» **PROBLEM TO WORK ON**
Locate each line in the records that contains the string "paddle" and copy those lines. Case counts.

» **PROVIDED MATERIAL**
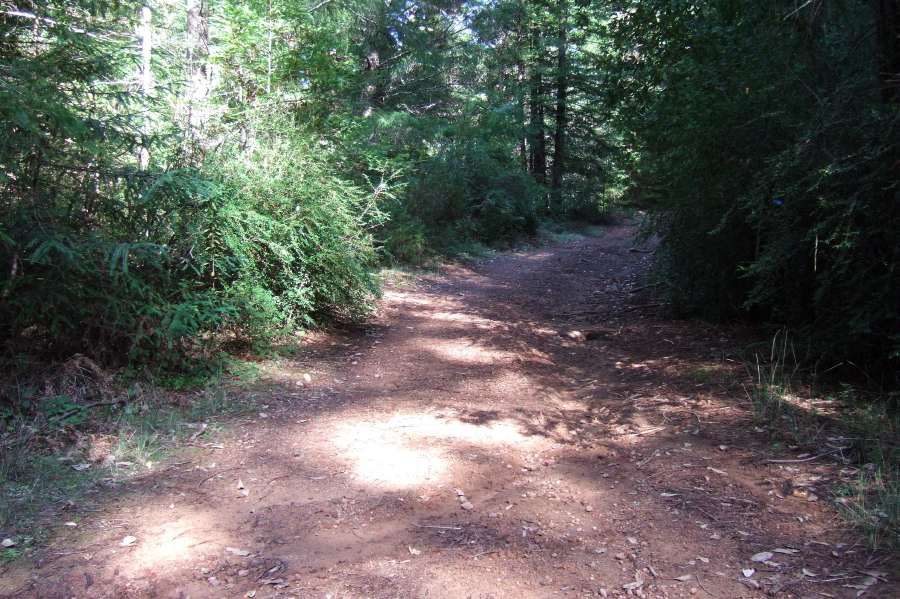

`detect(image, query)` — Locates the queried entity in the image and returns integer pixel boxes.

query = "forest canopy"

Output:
[0,0,900,386]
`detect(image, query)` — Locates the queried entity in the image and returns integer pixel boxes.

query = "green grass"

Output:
[748,335,900,552]
[0,381,255,562]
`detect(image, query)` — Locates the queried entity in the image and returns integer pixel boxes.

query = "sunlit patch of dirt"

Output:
[0,227,900,599]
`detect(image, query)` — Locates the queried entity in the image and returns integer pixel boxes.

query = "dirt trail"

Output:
[0,227,900,599]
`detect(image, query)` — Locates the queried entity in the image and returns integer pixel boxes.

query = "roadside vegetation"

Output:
[0,0,900,555]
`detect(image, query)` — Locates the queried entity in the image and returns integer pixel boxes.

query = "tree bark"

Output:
[550,0,569,202]
[875,0,900,104]
[528,27,547,185]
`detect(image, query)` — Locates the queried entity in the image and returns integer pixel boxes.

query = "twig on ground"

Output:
[766,447,848,464]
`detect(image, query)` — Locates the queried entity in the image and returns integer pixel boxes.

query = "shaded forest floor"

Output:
[0,226,900,599]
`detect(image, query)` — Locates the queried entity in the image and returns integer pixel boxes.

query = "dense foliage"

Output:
[0,0,900,384]
[607,0,900,384]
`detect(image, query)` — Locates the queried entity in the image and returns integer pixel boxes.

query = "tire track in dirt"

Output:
[0,227,898,599]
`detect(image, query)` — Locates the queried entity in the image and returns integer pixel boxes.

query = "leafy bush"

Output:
[608,0,900,384]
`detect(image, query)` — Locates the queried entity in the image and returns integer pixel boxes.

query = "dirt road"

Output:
[0,227,900,599]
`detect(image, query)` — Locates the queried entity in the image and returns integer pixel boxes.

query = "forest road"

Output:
[0,226,900,599]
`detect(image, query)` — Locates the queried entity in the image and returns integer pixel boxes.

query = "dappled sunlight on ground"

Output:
[331,413,540,489]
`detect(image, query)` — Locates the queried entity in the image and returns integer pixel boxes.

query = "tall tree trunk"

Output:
[516,11,530,172]
[138,4,153,169]
[875,0,900,104]
[550,0,569,203]
[528,27,547,185]
[187,0,210,144]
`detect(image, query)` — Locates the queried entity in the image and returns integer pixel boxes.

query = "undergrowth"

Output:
[0,378,255,562]
[748,335,900,552]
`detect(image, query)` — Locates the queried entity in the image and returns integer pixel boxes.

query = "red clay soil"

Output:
[0,227,900,599]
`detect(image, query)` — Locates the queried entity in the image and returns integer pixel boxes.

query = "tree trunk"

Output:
[187,0,210,137]
[875,0,900,104]
[550,0,569,203]
[528,27,547,185]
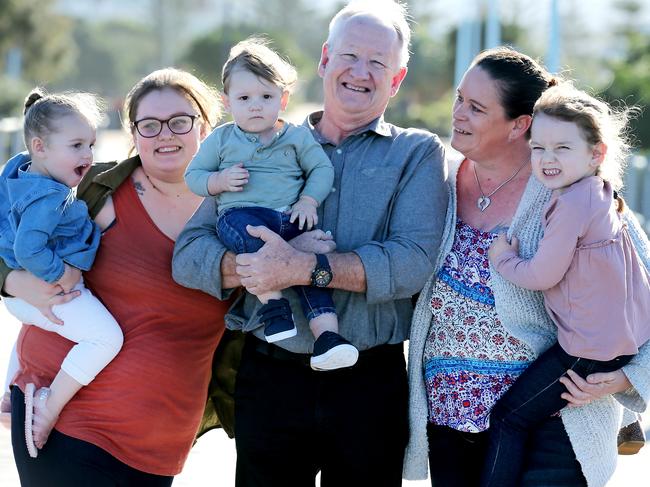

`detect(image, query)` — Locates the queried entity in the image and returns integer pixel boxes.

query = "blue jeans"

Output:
[11,386,174,487]
[481,343,633,487]
[217,206,336,320]
[427,416,587,487]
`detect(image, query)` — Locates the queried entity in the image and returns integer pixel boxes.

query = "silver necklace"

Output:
[472,161,528,212]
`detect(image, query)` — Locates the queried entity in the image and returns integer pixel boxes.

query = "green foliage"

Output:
[0,0,76,83]
[0,76,33,118]
[0,0,76,117]
[57,20,157,98]
[603,0,650,151]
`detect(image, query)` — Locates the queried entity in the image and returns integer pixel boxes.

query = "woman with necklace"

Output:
[404,48,650,487]
[0,69,234,487]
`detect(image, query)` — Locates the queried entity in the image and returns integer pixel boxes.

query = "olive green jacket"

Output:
[0,156,244,438]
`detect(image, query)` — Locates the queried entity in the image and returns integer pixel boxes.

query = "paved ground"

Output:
[0,304,650,487]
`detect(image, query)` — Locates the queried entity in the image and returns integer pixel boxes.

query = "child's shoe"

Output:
[257,298,298,343]
[0,392,11,428]
[309,331,359,370]
[25,384,59,458]
[618,421,645,455]
[25,383,38,458]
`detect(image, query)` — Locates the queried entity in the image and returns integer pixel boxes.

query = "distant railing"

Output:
[0,117,25,166]
[621,155,650,235]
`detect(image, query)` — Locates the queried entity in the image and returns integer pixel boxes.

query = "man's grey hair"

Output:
[327,0,411,68]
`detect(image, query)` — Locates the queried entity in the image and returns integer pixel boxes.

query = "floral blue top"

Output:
[424,219,534,432]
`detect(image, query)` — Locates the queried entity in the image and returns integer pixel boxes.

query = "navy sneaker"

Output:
[257,298,298,343]
[618,421,645,455]
[309,331,359,370]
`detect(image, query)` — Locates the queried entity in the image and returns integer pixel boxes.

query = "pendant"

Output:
[476,196,492,211]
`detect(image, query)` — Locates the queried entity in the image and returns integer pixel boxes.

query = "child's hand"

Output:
[208,162,248,194]
[289,196,318,230]
[488,233,519,262]
[56,264,81,294]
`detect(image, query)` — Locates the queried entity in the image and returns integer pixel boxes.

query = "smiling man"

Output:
[173,0,447,487]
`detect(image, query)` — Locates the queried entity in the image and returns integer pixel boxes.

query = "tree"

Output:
[0,0,76,82]
[603,0,650,150]
[0,0,77,116]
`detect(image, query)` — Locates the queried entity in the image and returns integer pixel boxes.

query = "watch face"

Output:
[313,269,332,287]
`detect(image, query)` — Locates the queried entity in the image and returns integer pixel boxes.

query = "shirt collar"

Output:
[93,155,142,191]
[303,110,391,144]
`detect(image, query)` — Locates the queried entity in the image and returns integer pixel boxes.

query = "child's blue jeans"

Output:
[217,206,336,320]
[481,343,633,487]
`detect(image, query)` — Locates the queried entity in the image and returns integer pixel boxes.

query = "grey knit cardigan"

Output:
[403,163,650,487]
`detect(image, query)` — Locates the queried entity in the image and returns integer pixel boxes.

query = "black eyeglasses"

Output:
[133,115,200,139]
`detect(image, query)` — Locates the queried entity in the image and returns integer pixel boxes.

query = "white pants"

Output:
[4,280,124,386]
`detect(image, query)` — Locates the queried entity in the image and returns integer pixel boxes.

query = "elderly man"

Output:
[173,0,447,487]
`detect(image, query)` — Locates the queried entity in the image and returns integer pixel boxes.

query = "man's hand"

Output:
[560,369,632,407]
[56,264,81,293]
[236,225,316,296]
[289,196,318,230]
[488,233,519,262]
[289,230,336,254]
[4,270,81,325]
[208,162,248,195]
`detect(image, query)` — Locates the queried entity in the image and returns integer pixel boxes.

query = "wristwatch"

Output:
[311,254,334,287]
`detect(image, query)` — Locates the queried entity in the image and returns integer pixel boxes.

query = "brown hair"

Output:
[221,37,298,94]
[534,82,635,190]
[472,46,559,136]
[23,87,104,151]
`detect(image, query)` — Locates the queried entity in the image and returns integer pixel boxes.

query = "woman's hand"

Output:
[560,369,632,407]
[289,230,336,254]
[4,270,81,325]
[56,264,81,294]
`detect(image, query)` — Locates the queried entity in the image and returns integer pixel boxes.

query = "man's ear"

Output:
[317,42,330,78]
[390,67,408,96]
[589,142,607,169]
[508,115,533,142]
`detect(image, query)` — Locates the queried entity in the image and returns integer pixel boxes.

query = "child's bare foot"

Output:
[0,392,11,413]
[32,387,59,450]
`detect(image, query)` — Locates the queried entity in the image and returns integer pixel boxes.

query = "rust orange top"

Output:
[16,180,229,475]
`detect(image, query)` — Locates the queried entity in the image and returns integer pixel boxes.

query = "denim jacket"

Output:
[0,154,100,283]
[0,154,239,438]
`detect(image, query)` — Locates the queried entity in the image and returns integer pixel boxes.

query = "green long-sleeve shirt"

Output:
[185,122,334,212]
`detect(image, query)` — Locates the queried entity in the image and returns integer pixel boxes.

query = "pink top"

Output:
[494,176,650,361]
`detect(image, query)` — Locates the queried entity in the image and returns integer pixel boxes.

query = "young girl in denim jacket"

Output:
[0,88,123,457]
[481,83,650,487]
[185,39,359,370]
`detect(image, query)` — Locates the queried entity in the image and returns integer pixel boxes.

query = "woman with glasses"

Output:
[0,69,237,487]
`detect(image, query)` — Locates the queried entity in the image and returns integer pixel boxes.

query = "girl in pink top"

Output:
[481,83,650,487]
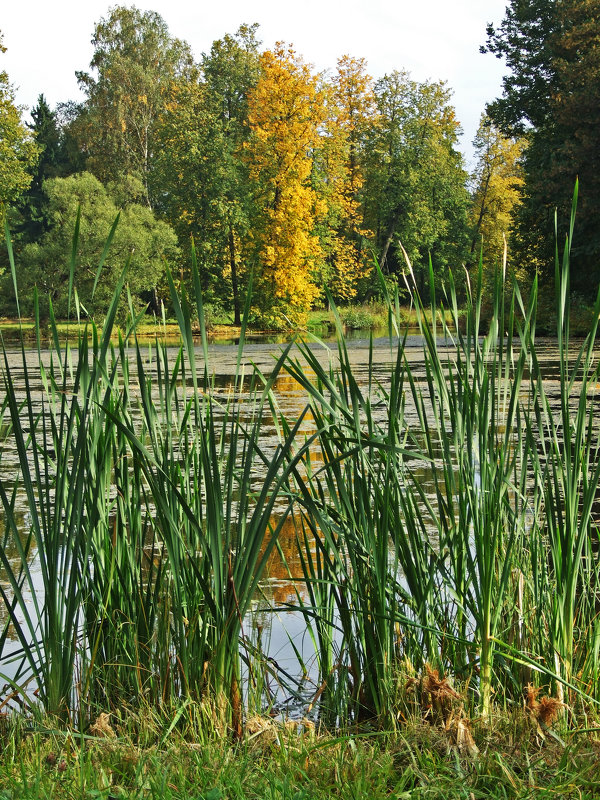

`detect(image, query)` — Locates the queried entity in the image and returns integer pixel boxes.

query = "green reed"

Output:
[0,195,600,736]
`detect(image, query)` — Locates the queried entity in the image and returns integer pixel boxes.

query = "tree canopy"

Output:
[483,0,600,296]
[0,32,38,221]
[20,172,179,315]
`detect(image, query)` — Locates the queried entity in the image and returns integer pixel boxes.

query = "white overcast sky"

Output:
[0,0,508,166]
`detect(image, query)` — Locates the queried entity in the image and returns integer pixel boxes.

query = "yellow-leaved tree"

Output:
[244,43,325,327]
[320,55,377,301]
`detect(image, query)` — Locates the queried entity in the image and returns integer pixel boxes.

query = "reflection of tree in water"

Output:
[0,510,35,636]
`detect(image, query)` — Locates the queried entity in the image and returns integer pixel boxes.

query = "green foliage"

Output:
[14,173,178,316]
[484,0,600,301]
[77,6,195,204]
[153,25,258,325]
[364,72,468,289]
[0,33,38,220]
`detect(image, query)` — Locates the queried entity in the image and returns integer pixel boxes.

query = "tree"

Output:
[20,173,178,315]
[483,0,600,297]
[469,115,523,274]
[246,44,325,326]
[18,94,64,242]
[77,6,195,205]
[315,56,377,301]
[155,25,259,324]
[0,33,38,221]
[364,71,468,289]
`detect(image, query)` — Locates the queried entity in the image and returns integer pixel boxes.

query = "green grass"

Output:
[0,711,600,800]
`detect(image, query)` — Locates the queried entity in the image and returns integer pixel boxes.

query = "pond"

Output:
[0,326,598,719]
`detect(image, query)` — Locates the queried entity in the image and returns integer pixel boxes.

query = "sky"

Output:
[0,0,507,167]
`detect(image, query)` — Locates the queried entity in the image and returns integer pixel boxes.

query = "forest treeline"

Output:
[0,0,600,327]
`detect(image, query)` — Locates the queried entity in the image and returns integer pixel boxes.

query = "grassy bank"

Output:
[0,712,600,800]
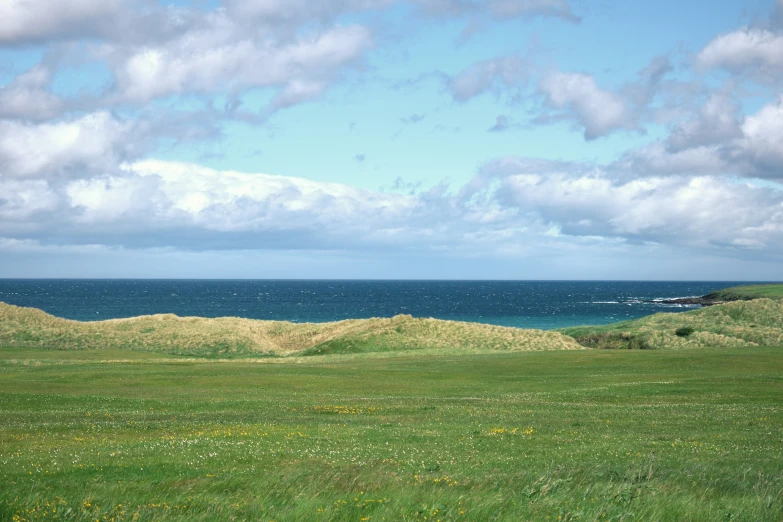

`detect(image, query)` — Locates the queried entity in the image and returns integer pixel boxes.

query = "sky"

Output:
[0,0,783,281]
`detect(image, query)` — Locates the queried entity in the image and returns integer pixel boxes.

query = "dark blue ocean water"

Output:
[0,279,760,329]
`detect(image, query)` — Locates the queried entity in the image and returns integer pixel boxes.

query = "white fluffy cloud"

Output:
[0,112,143,179]
[696,28,783,80]
[540,72,635,140]
[0,0,125,45]
[0,65,64,120]
[105,21,372,103]
[489,158,783,248]
[446,56,528,102]
[616,96,783,181]
[0,150,783,254]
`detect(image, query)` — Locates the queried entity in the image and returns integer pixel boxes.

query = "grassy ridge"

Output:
[0,348,783,522]
[0,303,581,358]
[561,299,783,349]
[704,284,783,301]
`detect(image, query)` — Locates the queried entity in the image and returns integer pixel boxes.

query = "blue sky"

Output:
[0,0,783,280]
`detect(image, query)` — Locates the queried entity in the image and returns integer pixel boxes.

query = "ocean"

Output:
[0,279,760,329]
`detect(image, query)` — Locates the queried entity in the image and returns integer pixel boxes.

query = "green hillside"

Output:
[561,299,783,349]
[0,303,582,358]
[704,284,783,301]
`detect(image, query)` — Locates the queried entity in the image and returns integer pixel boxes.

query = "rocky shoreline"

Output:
[650,295,728,306]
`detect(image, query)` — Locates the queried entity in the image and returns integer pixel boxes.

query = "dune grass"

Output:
[0,303,581,358]
[0,347,783,521]
[705,284,783,301]
[560,299,783,349]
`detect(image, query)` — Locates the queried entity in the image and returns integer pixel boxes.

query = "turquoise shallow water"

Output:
[0,279,760,329]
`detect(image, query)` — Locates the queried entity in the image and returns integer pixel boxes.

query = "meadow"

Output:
[0,348,783,521]
[0,294,783,522]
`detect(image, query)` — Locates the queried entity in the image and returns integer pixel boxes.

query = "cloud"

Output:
[540,72,635,140]
[104,20,371,108]
[0,151,783,255]
[534,56,673,141]
[0,112,145,179]
[415,0,579,22]
[446,56,528,102]
[696,28,783,82]
[615,95,783,180]
[474,159,783,250]
[487,114,511,132]
[0,0,124,45]
[400,113,425,124]
[0,65,65,121]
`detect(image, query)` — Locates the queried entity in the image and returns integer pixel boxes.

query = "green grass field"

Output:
[0,299,783,522]
[0,348,783,521]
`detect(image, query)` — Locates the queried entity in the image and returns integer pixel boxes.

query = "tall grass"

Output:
[0,303,581,358]
[561,299,783,349]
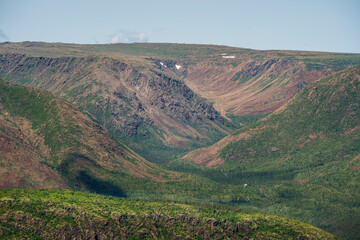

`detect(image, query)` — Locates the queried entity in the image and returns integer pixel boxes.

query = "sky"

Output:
[0,0,360,53]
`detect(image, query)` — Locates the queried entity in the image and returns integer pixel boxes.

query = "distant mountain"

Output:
[0,54,230,162]
[0,79,179,196]
[184,65,360,239]
[0,190,336,239]
[0,42,360,163]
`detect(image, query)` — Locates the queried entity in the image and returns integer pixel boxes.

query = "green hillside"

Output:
[0,190,335,239]
[0,79,186,196]
[186,66,360,239]
[0,42,360,163]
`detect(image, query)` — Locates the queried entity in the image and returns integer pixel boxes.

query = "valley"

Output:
[0,42,360,239]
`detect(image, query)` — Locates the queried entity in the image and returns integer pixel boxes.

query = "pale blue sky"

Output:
[0,0,360,53]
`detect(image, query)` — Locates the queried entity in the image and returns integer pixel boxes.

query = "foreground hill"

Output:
[0,190,335,239]
[0,79,181,195]
[184,65,360,239]
[0,42,360,163]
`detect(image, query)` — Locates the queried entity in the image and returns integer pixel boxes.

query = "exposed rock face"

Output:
[0,79,176,191]
[0,54,229,163]
[185,58,339,117]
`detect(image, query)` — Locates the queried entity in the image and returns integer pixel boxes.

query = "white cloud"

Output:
[0,29,9,41]
[109,29,149,43]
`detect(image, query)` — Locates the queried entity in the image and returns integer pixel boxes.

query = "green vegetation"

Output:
[0,43,360,239]
[184,66,360,239]
[0,190,335,239]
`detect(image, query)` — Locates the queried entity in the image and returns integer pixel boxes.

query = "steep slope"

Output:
[184,65,360,239]
[185,58,339,117]
[0,42,360,163]
[0,79,180,195]
[0,54,229,162]
[0,190,335,239]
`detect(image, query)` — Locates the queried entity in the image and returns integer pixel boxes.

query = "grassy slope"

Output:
[0,190,335,239]
[0,55,234,162]
[0,79,186,195]
[183,66,360,239]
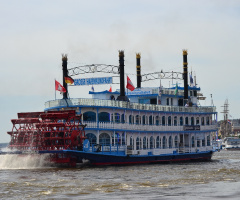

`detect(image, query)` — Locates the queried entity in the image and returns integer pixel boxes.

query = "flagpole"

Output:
[54,79,56,100]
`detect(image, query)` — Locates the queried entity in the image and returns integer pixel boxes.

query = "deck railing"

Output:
[83,121,217,131]
[45,98,216,113]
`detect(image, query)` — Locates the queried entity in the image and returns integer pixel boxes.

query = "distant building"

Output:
[231,119,240,136]
[218,119,240,138]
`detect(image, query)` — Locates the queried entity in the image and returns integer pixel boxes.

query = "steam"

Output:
[0,154,50,170]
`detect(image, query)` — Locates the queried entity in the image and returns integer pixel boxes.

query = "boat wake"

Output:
[0,149,51,170]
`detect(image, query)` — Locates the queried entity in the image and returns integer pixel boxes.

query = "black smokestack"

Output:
[183,50,188,103]
[117,51,129,101]
[136,53,142,88]
[62,54,68,99]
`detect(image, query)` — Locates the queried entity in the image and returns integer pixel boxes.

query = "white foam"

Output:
[0,154,50,170]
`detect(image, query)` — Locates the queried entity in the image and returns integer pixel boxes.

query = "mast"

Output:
[117,50,129,101]
[136,53,141,88]
[183,49,188,105]
[62,54,68,99]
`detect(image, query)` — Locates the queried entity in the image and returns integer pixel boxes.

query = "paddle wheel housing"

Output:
[8,110,86,163]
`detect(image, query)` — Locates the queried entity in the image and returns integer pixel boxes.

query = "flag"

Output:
[108,86,112,92]
[64,76,74,85]
[55,80,66,93]
[126,76,135,91]
[175,83,178,95]
[189,74,193,86]
[158,87,162,96]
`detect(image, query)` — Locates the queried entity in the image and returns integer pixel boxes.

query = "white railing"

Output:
[83,121,216,131]
[45,99,216,113]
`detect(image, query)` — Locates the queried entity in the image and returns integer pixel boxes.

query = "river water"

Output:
[0,146,240,200]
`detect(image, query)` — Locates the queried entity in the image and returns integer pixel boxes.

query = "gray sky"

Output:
[0,0,240,143]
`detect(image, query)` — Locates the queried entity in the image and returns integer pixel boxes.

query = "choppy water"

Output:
[0,145,240,199]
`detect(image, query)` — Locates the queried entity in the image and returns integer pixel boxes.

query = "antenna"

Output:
[221,99,229,120]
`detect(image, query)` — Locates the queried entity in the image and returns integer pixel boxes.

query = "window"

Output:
[129,115,132,124]
[115,113,120,123]
[168,116,172,126]
[98,112,110,122]
[201,117,205,126]
[86,133,97,146]
[163,136,167,149]
[202,137,206,147]
[179,117,183,126]
[174,116,177,126]
[150,136,154,149]
[136,115,140,124]
[162,116,165,126]
[192,136,195,147]
[196,117,199,125]
[112,133,121,146]
[99,133,110,146]
[143,137,147,149]
[167,98,169,105]
[168,136,172,148]
[149,115,153,125]
[136,137,140,150]
[121,114,125,124]
[207,135,211,146]
[83,111,96,122]
[156,136,160,148]
[174,136,178,148]
[206,117,210,125]
[122,132,125,145]
[142,115,146,125]
[191,117,194,126]
[197,140,200,147]
[156,116,159,126]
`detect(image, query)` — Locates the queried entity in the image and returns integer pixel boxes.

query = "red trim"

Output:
[91,156,211,166]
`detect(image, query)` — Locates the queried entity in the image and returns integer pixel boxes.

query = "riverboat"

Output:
[4,50,217,166]
[222,137,240,151]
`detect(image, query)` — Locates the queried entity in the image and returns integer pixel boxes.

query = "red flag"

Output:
[55,80,66,93]
[126,76,135,91]
[64,76,74,85]
[108,86,112,92]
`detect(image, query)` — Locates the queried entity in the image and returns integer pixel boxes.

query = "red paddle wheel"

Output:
[8,110,85,165]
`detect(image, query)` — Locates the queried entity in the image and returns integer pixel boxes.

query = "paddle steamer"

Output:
[5,50,217,166]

» **TASK OUTPUT**
query = "paddle wheel housing"
query = "red paddle wheel"
query = "paddle steamer"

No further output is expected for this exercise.